Work item ::
Resume the forum post on calculating Shapely polygon areas in square meters, continuing from its final sentence.

Extract Block Start

Calculate Polygon area in planar units (e.g. square-meters) in Shapely

Ok, I finally made it with the Basemap toolkit of the matplotlib library. I will explain how it works, maybe this will be helpful for somebody sometime.

1. Download and install the matplotlib library on your system. http://matplotlib.org/downloads.html

For Windows binaries, I recommend using this page: http://www.lfd.uci.edu/~gohlke/pythonlibs/#matplotlib Beware of the hint that says:

Requires numpy, dateutil, pytz, pyparsing, six, and optionally pillow, pycairo, tornado, wxpython, pyside, pyqt, ghostscript, miktex, ffmpeg, mencoder, avconv, or imagemagick.

Hence, if not already installed on your system, you have to download and install numpy, dateutil, pytz, pyparsing and six as well for matplotlib to work properly (for Windows users: all of them can be found on the page, for Linux users, the python package manager "pip" should do the trick).

2. Download and install the "basemap" toolkit for matplotlib. Either from http://matplotlib.org/basemap/users/installing.html or for Windows binaries also from here: http://www.lfd.uci.edu/~gohlke/pythonlibs/#basemap

3. Do the projection in your Python code:

#Import necessary libraries
from mpl_toolkits.basemap import Basemap
import matplotlib.pyplot as plt
import numpy as np

#Coordinates that are to be transformed
long = -112.367
lat = 41.013

#Create a basemap for your projection. Which one you use is up to you.
#Some examples can be found at http://matplotlib.org/basemap/users/mapsetup.html
m = Basemap(projection='sinu',lon_0=0,resolution='c')

#Project the coordinates:
projected_coordinates = m(long,lat)

Output:

projected_coordinates (10587117.191355567, 14567974.064658936)

Simple as that. Now, when using the projected coordinates to build a polygon with shapely and then calculating the area via shapely's area method, you'll get the area in the unit of square-meters (according to the projection you used). To get square-kilometers, divide by 10^6.

Extract Block End
The data Block Start

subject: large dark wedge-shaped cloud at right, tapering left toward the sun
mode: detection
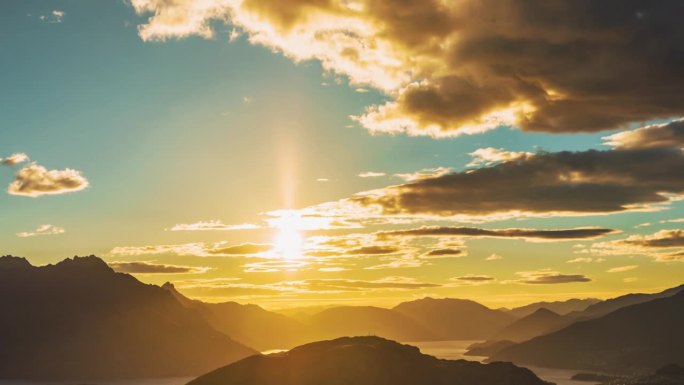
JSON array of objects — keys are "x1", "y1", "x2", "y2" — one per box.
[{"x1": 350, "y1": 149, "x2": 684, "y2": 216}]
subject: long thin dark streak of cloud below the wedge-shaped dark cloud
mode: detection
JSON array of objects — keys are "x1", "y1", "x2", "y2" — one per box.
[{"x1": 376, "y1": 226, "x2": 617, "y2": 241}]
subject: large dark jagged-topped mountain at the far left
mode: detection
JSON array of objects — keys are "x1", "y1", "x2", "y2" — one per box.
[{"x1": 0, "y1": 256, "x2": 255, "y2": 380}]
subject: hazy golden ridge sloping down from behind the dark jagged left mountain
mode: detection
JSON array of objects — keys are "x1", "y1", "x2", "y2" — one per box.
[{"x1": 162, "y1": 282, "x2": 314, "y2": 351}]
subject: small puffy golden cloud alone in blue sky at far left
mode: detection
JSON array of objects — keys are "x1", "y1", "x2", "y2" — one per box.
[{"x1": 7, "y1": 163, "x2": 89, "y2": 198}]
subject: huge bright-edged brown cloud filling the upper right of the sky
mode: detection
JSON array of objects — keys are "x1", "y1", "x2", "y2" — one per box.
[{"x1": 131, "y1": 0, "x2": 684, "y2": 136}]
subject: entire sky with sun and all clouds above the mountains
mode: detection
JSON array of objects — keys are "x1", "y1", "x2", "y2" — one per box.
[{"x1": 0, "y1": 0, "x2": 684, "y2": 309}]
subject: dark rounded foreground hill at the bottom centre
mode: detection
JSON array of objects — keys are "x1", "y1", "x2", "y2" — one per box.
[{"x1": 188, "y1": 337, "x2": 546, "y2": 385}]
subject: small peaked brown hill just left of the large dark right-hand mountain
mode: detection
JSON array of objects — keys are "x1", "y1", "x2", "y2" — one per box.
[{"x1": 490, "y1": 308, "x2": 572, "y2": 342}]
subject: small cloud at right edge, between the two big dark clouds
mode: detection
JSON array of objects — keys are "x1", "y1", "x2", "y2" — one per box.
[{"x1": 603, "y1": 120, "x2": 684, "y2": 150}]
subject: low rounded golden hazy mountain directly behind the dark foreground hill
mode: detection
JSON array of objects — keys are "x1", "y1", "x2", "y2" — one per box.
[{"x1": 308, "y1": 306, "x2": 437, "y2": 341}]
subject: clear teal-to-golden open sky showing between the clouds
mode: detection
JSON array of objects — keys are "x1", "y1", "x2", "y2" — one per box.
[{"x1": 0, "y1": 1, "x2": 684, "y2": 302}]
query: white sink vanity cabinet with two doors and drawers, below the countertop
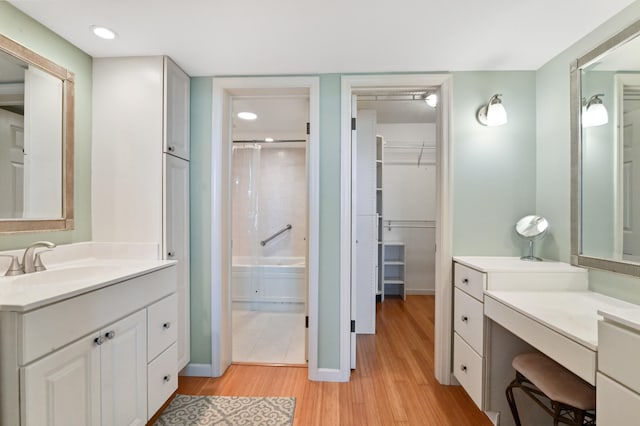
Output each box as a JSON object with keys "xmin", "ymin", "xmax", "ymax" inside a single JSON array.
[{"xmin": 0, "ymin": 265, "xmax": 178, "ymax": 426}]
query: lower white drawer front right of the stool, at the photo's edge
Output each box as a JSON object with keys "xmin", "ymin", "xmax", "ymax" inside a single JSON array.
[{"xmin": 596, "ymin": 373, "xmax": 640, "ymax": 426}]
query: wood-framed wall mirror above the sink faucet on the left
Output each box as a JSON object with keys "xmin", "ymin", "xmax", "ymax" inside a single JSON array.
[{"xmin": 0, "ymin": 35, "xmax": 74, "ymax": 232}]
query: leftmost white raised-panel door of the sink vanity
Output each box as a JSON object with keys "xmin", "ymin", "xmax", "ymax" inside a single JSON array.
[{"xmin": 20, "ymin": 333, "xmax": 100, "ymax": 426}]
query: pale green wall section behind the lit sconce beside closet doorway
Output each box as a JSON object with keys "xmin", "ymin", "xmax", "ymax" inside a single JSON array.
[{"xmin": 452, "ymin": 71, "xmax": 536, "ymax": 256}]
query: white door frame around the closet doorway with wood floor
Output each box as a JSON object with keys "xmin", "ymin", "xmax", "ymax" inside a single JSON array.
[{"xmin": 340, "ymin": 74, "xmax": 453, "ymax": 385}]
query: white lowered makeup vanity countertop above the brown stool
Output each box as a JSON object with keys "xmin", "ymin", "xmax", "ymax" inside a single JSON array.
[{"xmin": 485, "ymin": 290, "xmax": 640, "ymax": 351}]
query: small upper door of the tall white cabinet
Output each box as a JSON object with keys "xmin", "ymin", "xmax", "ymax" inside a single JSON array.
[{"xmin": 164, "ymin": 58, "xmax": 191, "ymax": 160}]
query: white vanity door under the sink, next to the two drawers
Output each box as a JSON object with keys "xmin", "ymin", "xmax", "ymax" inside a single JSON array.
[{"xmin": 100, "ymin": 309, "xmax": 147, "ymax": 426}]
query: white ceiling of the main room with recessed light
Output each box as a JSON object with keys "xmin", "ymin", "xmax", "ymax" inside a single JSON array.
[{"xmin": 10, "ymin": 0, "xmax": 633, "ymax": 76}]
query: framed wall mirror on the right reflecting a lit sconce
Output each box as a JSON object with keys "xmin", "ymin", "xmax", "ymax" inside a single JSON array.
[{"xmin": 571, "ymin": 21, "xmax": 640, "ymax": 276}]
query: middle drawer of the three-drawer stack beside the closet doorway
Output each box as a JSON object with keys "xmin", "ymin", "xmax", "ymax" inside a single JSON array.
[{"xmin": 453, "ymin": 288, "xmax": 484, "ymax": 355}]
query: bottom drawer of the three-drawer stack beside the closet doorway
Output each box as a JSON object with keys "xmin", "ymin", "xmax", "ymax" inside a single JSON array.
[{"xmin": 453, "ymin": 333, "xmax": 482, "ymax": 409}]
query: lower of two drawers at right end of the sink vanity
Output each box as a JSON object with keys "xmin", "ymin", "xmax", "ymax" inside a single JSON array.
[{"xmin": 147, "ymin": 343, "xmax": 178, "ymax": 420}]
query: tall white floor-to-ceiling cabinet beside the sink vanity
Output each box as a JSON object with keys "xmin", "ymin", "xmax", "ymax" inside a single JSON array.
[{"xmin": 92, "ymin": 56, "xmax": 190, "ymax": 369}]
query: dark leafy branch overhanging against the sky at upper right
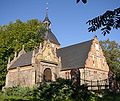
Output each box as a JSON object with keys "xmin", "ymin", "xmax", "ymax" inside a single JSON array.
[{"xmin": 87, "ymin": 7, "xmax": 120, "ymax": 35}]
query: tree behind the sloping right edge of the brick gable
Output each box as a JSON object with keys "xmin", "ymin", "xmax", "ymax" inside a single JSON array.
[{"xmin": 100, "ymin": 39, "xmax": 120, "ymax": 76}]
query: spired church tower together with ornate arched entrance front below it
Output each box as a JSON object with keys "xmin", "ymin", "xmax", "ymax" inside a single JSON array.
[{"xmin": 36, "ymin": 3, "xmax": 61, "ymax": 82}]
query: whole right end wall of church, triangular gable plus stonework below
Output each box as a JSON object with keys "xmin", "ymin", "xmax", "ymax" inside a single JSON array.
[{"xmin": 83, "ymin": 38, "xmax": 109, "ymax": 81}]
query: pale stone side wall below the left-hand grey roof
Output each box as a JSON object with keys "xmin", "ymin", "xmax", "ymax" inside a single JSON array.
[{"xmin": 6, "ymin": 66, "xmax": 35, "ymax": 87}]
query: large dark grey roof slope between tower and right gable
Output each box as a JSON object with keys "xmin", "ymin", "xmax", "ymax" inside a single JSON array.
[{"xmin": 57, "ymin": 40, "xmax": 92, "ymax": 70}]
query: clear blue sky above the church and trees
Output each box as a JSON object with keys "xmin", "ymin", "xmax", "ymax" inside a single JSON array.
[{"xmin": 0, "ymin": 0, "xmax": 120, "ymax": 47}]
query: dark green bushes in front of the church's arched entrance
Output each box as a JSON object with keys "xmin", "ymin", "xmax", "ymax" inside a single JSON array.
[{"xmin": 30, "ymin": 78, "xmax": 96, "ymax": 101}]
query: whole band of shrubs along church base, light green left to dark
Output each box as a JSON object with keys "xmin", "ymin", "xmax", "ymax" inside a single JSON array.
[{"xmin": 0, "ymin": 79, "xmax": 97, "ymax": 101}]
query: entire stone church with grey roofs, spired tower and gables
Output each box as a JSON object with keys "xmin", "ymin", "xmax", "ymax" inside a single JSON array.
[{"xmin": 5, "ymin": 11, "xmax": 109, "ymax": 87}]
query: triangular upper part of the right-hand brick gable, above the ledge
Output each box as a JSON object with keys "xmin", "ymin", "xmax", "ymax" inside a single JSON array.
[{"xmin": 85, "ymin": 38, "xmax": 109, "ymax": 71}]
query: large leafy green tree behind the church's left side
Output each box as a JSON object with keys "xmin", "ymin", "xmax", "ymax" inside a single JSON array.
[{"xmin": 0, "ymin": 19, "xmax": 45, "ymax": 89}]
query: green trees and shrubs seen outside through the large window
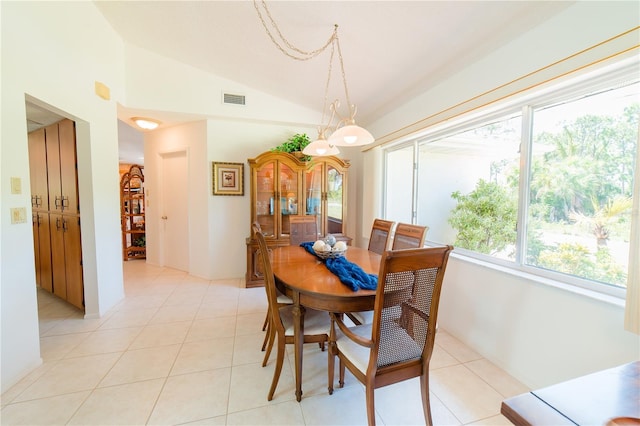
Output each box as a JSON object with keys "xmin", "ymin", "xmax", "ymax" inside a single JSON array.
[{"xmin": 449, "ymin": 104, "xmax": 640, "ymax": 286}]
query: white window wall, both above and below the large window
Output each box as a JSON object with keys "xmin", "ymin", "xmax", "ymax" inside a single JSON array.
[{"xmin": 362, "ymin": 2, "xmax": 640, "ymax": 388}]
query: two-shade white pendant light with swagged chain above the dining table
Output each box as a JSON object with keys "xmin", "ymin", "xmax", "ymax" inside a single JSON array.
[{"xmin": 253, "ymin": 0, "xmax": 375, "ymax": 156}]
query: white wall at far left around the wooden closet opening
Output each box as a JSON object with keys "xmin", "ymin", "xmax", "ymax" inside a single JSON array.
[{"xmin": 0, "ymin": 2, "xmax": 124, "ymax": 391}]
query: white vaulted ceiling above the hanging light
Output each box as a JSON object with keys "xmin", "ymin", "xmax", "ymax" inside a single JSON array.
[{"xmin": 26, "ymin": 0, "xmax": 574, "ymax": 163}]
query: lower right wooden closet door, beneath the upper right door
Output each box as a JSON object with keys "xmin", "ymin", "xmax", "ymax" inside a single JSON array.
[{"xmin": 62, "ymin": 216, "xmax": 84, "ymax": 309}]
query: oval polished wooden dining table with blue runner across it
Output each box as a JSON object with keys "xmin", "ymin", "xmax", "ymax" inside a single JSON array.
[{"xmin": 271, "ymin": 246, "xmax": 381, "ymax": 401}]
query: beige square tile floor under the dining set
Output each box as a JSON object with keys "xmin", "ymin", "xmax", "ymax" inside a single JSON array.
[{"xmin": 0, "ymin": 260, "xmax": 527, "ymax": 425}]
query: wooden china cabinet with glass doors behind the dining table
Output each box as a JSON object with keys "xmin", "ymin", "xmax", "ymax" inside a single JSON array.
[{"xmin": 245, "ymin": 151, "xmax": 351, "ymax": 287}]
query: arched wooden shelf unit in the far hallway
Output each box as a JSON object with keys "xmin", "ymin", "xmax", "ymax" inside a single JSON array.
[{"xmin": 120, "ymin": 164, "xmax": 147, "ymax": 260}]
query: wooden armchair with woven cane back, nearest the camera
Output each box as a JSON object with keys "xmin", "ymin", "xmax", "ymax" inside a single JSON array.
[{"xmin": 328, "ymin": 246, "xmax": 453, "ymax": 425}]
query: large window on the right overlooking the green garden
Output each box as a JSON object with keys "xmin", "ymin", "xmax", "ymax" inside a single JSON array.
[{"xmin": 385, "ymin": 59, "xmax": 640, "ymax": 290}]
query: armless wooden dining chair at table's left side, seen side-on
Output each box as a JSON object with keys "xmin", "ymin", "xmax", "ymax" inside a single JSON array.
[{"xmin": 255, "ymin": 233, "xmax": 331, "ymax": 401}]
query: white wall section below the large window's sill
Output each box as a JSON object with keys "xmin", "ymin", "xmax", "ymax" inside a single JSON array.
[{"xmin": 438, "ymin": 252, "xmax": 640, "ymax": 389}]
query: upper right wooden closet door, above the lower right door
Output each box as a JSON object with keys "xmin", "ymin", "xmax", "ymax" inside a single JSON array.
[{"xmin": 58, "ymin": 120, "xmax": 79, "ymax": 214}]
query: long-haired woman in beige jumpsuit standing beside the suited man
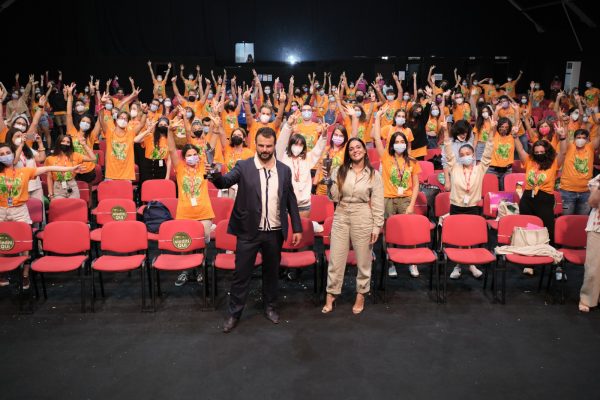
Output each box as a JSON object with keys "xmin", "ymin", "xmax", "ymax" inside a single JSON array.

The data Block End

Response area ::
Edit: I struggled hard not to transform only single coordinates, but whole geometry objects like Polygons when those were already given as shapely objects and not via their raw coordinates. This meant writing a lot of code to

• get the coordinates of the outer ring of the polygon
• determine if the polygon has holes and if so, process each hole seperately
• transform each pair of coordinates of the outer ring and any holes
• put the whole thing back together and create a polygon object with the projected coordinates
• and that's only for polygons... add even more loops to this for multipolygons and geometrycollections

Then I stumbled upon this part of the shapely documentation which makes things a lot easier: http://toblerity.org/shapely/manual.html#shapely.ops.transform

When the projection map is set, for example as done above:

m = Basemap(width=1,height=1, resolution='l',projection='laea',lat_ts=50,lat_0=50,lon_0=-107.)

Then, one can transform any shapely geometry object using this projection via:

from shapely.ops import transform
projected_geometry = transform(m,geometry_object)

Calculate a geodesic area, which is very accurate and only requires an ellipsoid (not a projection). This can be done with pyproj 2.3.0 or later.

from pyproj import Geod
from shapely import wkt

# specify a named ellipsoid
geod = Geod(ellps="WGS84")

poly = wkt.loads('''\
POLYGON ((-116.904 43.371, -116.823 43.389, -116.895 43.407,
-116.908 43.375, -116.904 43.371))''')

area = abs(geod.geometry_area_perimeter(poly)[0])

print('# Geodesic area: {:.3f} m^2'.format(area))

# # Geodesic area: 13205034.647 m^2

abs() is used to return only positive areas. A negative area may be returned depending on the winding direction of the polygon.

Convert to radians and assuming the Earth is perfect sphere of 6370Km radius:

p = np.array([[-116.904,43.371],[-116.823, 43.389],[-116.895,43.407],[-116.908,43.375],[-116.904,43.371]])

poly = Polygon(np.radians(p))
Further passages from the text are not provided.